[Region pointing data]
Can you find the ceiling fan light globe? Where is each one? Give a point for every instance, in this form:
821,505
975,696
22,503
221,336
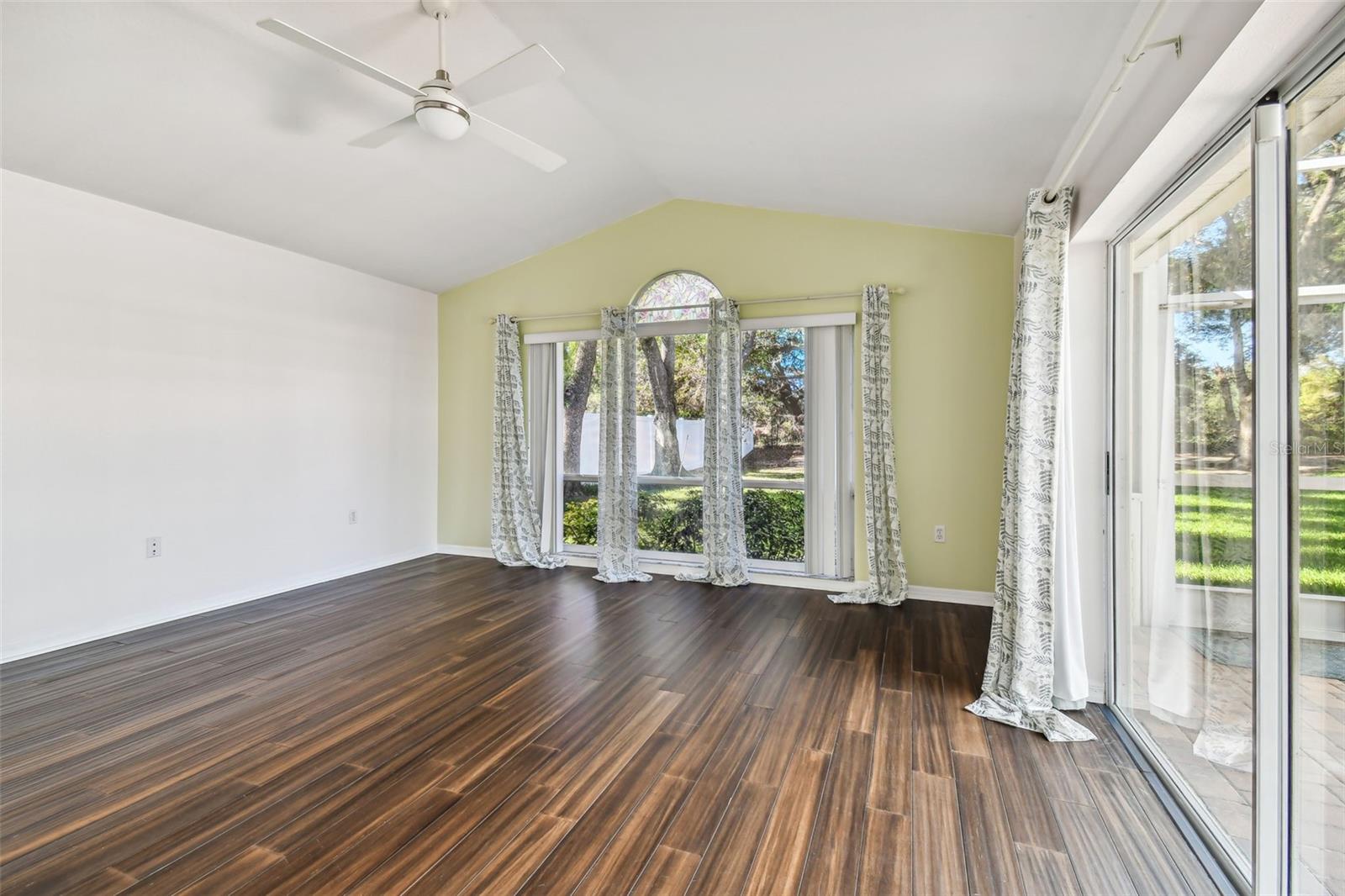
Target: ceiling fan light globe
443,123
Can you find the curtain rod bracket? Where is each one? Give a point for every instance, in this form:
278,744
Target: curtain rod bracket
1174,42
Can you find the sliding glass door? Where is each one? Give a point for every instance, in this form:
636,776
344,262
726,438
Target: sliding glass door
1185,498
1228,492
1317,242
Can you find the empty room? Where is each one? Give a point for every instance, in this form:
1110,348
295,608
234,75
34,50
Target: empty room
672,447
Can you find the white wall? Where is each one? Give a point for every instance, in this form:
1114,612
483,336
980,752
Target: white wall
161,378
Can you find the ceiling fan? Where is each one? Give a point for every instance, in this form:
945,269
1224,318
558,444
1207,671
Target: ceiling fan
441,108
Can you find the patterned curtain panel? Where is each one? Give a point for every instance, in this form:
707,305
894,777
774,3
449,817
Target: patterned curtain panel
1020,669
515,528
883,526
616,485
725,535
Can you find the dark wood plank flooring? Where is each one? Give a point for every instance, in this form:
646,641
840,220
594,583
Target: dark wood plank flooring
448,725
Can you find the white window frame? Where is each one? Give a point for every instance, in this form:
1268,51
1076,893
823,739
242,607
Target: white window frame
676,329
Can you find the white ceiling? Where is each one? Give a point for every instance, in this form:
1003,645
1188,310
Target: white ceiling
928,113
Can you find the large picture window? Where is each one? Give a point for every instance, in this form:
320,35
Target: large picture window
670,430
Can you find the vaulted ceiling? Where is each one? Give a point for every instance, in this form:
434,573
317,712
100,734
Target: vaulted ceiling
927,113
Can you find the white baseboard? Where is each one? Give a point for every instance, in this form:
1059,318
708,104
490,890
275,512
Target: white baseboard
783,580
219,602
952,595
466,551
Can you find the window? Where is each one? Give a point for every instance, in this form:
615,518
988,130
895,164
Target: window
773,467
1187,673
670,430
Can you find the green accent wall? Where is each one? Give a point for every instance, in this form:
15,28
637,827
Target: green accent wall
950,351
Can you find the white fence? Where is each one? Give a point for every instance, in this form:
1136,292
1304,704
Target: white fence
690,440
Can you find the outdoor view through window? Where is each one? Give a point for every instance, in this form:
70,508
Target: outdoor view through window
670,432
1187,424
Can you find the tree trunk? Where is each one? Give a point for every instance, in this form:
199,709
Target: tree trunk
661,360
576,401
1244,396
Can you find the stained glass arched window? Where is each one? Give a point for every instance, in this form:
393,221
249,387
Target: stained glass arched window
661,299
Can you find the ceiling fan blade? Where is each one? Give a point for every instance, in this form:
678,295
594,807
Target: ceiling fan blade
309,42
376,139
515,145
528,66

| What needs to be done |
Nothing but the records above, retyped exactly and stripped of images, should appear in the answer.

| Task response |
Can you find the ceiling fan light globe? Where is each one? Give a point for every instance, in this form:
821,505
975,696
22,503
221,336
Target: ceiling fan light globe
443,123
Can you find the curtain rod bracket? Where is each one? Give a point for every instance, in this form:
278,744
Target: curtain rod bracket
1174,42
Can you find the sliding glass door? Where is each one? Give a point for every instance, in this form:
636,776
344,262
726,438
Target: sliding glass door
1185,498
1228,492
1317,242
Can you find the empty room? Where is each one? Give a point for every instance, in this form:
1110,348
295,608
234,75
34,50
Target: empty room
672,447
Can you find the white wall? Where is each one? Give a point for every instance, in this form:
1114,612
483,336
980,752
Target: white wall
161,378
Can you find the ceiling fan? Where is each one? Give a point for every instance, in this form:
945,269
1224,318
558,444
1207,671
Target: ceiling fan
441,108
Can you find the patterned curtain panel? Where is each one? Give a point for every instance, in this form:
707,305
894,777
774,3
449,817
Target: patterned curtain panel
1020,669
515,528
883,526
616,485
725,535
Can you find the dark wood plank flooring? Where is each one? Give a point for every instance, in this form:
646,641
840,220
594,583
Target: dark wood plank flooring
448,725
Can you find the white window frame? Where is each one? Give a point for every instance, in this form:
1268,51
1076,893
823,739
242,607
Target: white window frame
676,329
Can you find the white ceiling? Where is each one? Give a point for every instance, in this form:
1003,645
1188,310
Target: white ceiling
928,113
Can you find the large picture window? Where is each one? Give a point for every instance, in this form:
320,35
Target: large picture window
670,430
Can you find the vaulted ceiling? Where is each one? Give a point for every instance, in this form:
434,573
317,712
100,734
Target: vaulted ceiling
927,113
Can you find the white baseboard? Where is each one? Give a point for every instance, in this form:
1059,318
708,104
490,890
275,512
Target: white baseboard
783,580
219,602
952,595
466,551
Can you find the window? Where is each one? Give a point for every instance, in this form:
615,518
988,130
895,164
Target: window
773,467
1187,673
670,430
Can you find the green accent wall? Where is each one? Give a point for every instance, in this form:
15,28
637,827
Target: green accent wall
950,351
Can you find the white fence? Where is each one? Give a point for every instance, in this form:
1136,292
1304,704
Target: white fence
690,440
Can you find the outdoor view through window? Where is each one? Give a point for every instance, in this form:
70,508
Target: outdoor view through window
670,432
1187,424
Can you find the tree trunk? Where is each one? Give a point for every instance, in this form:
199,709
Target: tree trunk
661,360
576,401
1244,396
Can you find the stained glass arched window? Where is each one? Give a point for every instance, in this form:
393,221
249,387
Target: stained glass arched window
661,299
Can you find the ceiling fan blade? Where is each one? Give a point for every instance, in this form:
678,295
594,807
Target: ceiling fan blade
309,42
376,139
515,145
528,66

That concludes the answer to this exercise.